-- Exercise materials follows --

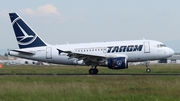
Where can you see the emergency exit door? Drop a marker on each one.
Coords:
(146, 47)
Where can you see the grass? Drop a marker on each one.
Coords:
(89, 88)
(33, 69)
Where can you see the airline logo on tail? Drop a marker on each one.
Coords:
(26, 37)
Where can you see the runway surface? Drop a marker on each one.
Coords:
(18, 74)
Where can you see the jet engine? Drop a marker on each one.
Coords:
(117, 63)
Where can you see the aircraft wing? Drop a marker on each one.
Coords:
(87, 58)
(23, 52)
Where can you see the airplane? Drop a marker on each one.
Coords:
(113, 55)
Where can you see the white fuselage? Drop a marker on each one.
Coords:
(151, 50)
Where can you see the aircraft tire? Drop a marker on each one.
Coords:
(93, 71)
(148, 70)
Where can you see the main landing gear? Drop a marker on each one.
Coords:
(148, 70)
(93, 70)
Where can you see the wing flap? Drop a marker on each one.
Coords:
(24, 52)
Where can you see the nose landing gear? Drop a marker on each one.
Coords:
(148, 70)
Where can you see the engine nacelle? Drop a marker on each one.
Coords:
(117, 63)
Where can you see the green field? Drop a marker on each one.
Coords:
(89, 88)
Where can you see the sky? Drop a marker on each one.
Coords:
(82, 21)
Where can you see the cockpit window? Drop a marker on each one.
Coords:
(161, 45)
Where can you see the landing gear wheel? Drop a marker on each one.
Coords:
(148, 70)
(93, 71)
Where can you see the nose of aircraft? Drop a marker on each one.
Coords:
(171, 52)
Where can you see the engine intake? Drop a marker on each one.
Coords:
(117, 63)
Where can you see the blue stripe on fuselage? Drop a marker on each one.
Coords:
(127, 48)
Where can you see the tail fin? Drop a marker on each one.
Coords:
(26, 37)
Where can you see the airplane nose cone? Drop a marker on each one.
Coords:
(171, 52)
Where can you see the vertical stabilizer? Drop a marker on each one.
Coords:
(25, 36)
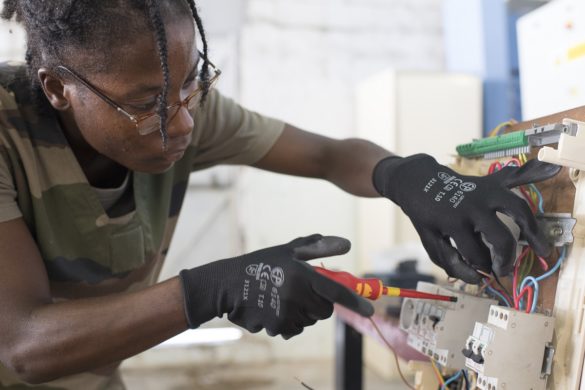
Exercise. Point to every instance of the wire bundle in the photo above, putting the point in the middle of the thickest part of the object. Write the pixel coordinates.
(525, 286)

-- Exercise materials concluded --

Your goal
Which of the lines above mention the word "gear"? Pull those lines out.

Written answer
Where can you see the main landing gear? Drop a marker on each one.
Where can you see the nose landing gear? Drop a marker on each one.
Where can you see the landing gear wheel? Drop a marker on each one.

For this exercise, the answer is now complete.